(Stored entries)
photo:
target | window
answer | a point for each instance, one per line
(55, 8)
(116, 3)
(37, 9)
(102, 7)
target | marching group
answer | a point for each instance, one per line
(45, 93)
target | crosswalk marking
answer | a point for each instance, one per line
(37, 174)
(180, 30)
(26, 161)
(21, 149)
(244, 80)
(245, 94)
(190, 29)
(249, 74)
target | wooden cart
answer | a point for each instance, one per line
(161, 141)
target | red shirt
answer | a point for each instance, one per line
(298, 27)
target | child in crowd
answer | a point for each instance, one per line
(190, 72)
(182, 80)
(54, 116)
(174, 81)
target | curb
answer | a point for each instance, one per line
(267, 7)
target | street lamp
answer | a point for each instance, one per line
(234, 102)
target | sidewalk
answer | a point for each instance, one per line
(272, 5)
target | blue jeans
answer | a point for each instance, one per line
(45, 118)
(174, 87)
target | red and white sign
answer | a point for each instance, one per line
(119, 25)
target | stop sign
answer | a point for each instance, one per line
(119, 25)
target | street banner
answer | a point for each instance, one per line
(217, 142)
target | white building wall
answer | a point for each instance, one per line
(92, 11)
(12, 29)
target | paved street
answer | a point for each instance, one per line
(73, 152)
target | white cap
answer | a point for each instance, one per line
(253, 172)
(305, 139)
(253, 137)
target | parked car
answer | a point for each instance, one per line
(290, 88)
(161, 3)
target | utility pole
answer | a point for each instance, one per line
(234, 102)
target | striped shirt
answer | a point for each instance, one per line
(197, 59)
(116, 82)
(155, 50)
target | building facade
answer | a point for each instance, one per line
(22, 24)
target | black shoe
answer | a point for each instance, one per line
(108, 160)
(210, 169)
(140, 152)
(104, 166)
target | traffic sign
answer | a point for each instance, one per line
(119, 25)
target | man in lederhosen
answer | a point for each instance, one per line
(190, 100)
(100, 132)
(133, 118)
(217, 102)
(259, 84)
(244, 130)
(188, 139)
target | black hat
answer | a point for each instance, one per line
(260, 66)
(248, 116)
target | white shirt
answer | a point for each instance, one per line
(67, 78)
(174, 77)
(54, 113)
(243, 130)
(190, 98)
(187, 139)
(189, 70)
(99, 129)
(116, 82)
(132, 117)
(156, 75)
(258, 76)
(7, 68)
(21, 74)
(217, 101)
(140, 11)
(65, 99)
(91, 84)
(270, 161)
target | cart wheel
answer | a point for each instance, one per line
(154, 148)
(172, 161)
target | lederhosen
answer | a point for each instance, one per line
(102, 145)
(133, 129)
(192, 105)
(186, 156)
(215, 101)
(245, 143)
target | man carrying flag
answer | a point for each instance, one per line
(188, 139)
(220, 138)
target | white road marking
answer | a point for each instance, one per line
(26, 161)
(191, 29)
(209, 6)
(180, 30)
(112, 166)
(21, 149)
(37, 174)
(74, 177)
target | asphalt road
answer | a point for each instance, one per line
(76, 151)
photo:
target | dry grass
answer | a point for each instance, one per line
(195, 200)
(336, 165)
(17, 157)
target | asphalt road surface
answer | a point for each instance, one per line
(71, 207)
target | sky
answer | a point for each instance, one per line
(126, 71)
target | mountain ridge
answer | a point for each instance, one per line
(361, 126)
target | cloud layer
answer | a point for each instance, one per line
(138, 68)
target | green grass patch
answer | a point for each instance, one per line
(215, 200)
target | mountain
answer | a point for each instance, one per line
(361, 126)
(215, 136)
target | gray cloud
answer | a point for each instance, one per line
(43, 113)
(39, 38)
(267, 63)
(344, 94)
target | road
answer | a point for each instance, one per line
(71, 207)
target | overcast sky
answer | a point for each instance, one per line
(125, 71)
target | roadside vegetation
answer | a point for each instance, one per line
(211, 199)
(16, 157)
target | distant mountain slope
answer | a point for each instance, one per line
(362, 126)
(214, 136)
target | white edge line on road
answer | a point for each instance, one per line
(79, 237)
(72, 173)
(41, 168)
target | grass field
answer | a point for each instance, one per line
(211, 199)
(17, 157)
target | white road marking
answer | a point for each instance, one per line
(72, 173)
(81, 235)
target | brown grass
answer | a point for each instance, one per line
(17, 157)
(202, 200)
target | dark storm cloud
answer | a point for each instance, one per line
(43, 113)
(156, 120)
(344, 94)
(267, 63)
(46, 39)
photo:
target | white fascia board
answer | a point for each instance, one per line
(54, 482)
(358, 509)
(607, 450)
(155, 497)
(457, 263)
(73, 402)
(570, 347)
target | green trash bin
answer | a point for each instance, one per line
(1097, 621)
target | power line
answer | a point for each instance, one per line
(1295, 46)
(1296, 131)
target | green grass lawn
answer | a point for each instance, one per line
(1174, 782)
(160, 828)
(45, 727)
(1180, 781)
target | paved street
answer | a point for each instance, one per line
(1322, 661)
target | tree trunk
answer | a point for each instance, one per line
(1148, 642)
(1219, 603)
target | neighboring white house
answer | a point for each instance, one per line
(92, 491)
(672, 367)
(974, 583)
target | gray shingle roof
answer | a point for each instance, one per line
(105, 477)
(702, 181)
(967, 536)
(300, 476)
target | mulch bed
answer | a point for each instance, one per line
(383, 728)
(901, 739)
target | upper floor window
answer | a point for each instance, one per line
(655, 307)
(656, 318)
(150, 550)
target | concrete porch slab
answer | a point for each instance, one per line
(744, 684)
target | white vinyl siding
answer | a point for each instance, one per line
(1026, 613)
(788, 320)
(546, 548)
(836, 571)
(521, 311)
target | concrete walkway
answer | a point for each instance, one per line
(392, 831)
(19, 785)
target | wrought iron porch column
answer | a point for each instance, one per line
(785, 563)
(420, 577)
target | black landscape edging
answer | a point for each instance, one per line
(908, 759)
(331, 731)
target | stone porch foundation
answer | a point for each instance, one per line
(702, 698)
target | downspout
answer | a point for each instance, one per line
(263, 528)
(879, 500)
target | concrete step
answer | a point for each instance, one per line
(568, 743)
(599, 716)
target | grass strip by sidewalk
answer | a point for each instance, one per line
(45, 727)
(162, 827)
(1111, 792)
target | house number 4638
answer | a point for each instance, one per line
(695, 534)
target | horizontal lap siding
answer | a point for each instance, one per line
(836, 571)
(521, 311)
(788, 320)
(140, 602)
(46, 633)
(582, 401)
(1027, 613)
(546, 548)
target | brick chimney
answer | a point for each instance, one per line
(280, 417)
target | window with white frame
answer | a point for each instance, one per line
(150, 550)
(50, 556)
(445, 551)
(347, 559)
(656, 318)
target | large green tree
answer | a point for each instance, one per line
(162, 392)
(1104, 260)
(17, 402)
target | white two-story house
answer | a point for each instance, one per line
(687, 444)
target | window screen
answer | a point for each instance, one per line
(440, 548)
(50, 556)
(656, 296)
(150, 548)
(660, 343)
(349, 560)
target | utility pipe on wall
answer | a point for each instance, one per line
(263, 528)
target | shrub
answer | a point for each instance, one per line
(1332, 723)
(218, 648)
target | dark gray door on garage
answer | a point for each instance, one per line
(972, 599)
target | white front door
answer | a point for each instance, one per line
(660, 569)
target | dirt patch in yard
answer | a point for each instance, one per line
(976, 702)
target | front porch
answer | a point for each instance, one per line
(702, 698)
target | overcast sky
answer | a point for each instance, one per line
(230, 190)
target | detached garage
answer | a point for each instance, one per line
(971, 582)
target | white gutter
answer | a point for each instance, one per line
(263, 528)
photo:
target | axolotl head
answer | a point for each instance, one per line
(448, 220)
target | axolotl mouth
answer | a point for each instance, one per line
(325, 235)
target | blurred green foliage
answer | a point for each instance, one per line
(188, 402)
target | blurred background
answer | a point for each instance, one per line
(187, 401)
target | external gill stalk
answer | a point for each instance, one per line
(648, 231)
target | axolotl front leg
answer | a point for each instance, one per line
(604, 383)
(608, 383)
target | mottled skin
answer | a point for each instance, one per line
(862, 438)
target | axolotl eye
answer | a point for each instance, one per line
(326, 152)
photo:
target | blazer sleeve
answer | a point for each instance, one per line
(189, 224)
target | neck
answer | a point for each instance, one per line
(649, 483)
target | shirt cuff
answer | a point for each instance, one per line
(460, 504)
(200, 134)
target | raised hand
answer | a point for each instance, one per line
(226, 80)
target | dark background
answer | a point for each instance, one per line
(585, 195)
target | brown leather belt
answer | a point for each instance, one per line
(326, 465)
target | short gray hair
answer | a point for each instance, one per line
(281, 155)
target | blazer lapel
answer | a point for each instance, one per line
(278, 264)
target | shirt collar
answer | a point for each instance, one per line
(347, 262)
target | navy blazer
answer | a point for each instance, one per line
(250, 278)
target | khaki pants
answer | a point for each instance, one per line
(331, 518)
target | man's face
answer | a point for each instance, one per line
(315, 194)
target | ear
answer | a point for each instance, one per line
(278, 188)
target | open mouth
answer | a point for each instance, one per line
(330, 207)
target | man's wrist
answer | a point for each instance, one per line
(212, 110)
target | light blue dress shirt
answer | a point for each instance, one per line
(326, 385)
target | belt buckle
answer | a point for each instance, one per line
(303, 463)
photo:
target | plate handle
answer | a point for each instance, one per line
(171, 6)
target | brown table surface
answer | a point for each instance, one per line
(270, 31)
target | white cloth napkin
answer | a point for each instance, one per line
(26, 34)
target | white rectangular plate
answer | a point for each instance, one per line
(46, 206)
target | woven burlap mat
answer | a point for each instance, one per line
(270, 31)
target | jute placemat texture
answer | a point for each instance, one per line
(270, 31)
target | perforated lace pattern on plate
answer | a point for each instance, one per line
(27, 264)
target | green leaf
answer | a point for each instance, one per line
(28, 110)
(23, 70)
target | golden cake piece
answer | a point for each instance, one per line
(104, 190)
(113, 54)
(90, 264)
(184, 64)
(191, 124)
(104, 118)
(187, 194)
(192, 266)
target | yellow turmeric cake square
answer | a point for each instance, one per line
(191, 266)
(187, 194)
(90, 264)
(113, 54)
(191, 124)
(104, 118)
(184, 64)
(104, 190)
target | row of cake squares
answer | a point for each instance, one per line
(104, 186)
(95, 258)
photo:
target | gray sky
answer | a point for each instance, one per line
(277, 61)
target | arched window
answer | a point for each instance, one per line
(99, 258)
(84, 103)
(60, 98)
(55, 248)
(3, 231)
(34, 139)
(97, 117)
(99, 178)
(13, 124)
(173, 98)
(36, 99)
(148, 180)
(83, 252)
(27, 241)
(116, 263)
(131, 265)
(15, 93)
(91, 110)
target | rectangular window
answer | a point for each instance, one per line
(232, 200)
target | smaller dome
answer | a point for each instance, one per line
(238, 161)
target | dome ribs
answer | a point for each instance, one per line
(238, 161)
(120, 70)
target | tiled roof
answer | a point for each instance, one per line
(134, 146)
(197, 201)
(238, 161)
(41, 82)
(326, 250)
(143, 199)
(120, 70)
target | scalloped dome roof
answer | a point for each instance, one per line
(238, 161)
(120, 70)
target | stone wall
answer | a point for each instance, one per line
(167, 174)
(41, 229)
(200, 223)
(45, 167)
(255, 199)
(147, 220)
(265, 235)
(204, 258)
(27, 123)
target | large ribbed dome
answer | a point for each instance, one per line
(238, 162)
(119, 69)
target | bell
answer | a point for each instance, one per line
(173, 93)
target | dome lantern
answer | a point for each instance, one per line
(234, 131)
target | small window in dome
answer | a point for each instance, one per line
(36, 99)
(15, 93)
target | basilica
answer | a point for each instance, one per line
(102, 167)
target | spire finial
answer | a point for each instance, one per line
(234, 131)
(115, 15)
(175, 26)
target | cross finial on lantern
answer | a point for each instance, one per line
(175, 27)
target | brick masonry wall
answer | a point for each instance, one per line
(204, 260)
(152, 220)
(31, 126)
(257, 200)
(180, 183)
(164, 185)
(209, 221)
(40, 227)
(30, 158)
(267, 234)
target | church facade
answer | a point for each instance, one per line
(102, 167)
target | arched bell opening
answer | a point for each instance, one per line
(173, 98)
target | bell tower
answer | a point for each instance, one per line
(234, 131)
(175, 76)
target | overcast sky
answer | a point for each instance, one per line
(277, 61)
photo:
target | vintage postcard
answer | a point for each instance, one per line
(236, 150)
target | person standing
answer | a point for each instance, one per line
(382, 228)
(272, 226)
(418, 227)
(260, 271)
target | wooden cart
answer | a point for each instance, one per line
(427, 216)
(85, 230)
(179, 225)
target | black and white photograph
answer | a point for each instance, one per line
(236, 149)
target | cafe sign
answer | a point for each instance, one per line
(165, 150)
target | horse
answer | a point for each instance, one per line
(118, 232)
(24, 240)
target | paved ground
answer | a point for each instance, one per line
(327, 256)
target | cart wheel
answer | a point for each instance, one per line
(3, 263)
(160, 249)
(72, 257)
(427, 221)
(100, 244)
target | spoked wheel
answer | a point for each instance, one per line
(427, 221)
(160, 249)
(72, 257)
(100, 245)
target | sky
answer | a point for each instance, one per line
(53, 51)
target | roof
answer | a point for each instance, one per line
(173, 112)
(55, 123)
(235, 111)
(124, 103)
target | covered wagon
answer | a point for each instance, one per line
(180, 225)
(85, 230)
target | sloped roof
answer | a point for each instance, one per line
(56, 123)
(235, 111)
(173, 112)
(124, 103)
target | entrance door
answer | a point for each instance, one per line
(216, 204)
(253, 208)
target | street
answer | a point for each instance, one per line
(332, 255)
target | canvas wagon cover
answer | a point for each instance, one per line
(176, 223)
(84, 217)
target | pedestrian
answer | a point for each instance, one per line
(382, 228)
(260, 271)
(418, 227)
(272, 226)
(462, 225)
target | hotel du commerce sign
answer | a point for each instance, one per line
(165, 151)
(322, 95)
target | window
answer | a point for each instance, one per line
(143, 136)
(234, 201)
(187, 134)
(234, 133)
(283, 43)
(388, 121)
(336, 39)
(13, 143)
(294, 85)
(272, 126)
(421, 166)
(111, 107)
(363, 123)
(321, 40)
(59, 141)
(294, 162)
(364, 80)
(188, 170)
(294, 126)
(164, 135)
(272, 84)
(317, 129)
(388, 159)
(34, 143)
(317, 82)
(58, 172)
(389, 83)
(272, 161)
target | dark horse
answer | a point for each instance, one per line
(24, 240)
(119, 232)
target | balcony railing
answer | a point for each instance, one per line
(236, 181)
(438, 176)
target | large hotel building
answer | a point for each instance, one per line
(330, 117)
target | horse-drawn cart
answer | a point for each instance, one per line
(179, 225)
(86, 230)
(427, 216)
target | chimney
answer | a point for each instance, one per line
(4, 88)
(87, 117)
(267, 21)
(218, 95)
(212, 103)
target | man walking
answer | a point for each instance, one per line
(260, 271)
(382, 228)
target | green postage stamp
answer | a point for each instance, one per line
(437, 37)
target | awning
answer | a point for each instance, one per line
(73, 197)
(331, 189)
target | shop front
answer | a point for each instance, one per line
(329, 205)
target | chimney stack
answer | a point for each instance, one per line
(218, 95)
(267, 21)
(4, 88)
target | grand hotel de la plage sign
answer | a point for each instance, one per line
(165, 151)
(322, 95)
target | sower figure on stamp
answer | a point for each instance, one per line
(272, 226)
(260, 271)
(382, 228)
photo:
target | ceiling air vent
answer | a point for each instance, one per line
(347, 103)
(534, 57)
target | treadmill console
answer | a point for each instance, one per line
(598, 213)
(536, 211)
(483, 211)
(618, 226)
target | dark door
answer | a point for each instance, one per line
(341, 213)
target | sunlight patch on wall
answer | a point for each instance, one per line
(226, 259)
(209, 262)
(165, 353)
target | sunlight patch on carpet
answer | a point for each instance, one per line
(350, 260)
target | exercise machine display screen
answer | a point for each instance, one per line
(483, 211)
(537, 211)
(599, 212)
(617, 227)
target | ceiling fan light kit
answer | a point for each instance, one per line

# Your assignment
Gather all lines of the records that include the word "wall".

# Task response
target | white building wall
target | utility pipe on wall
target | stone wall
target | brick masonry wall
target | sunlight patch on wall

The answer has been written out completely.